→ **WORK TO BE COMPLETED**
Reproduce the passage of the album entry starting at "Dragonlord chronology" and ending at "photos wearing corpsepaint.", swapping in "death" wherever "thrash" appears.

→ **SOURCE EXCERPT**

────────────────────────────────────────

Studio album by Dragonlord
- Released: October 25, 2005
- Recorded: February–March 2005
- Genre: Symphonic black metal
- Length: 44:33
- Label: Escapi/New Media Studio
- Producer: Eric Peterson, Fredrik Nordstrom

Dragonlord chronology
| Rapture (2001) | Black Wings of Destiny (2005) | Dominion (2018) |

= Black Wings of Destiny =

Black Wings of Destiny is the second studio album by the Black metal band Dragonlord.

Almost all of the previous album's thrash roots vanished, replaced with pure black metal. Peterson also began extending creative control to the rest of the band, instead of writing all the music himself for this album. This is also the first album where the band first appeared in photos wearing corpsepaint.

Professional ratings
Review scores
| Source | Rating |
| Allmusic | link |

==Track listing==
1. "The Becoming Of" – 1:18 (Eric Peterson, Derrick Ramirez)
2. "The Curse of Woe" – 5:39 (Peterson, Del James)

────────────────────────────────────────

→ **DATA SEGMENT**
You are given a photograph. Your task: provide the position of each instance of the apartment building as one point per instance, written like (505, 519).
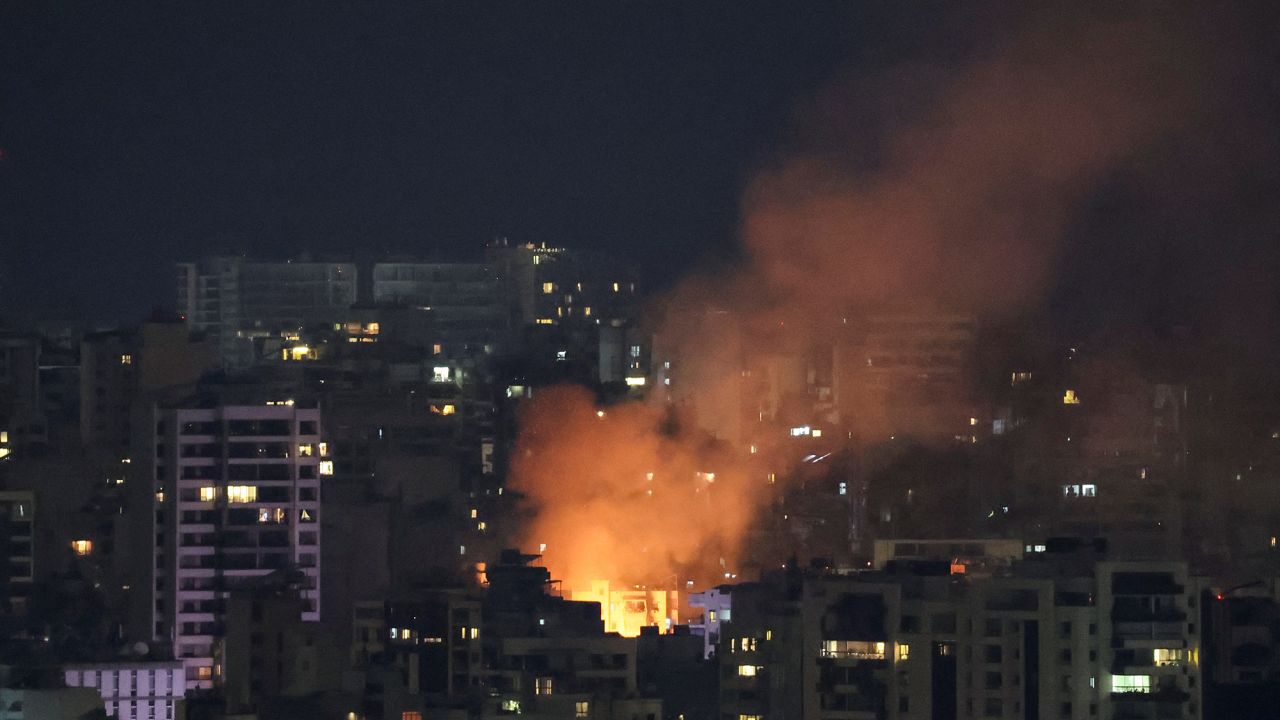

────────────────────────────────────────

→ **RESULT**
Dragonlord chronology
| Rapture (2001) | Black Wings of Destiny (2005) | Dominion (2018) |

= Black Wings of Destiny =

Black Wings of Destiny is the second studio album by the Black metal band Dragonlord.

Almost all of the previous album's death roots vanished, replaced with pure black metal. Peterson also began extending creative control to the rest of the band, instead of writing all the music himself for this album. This is also the first album where the band first appeared in photos wearing corpsepaint.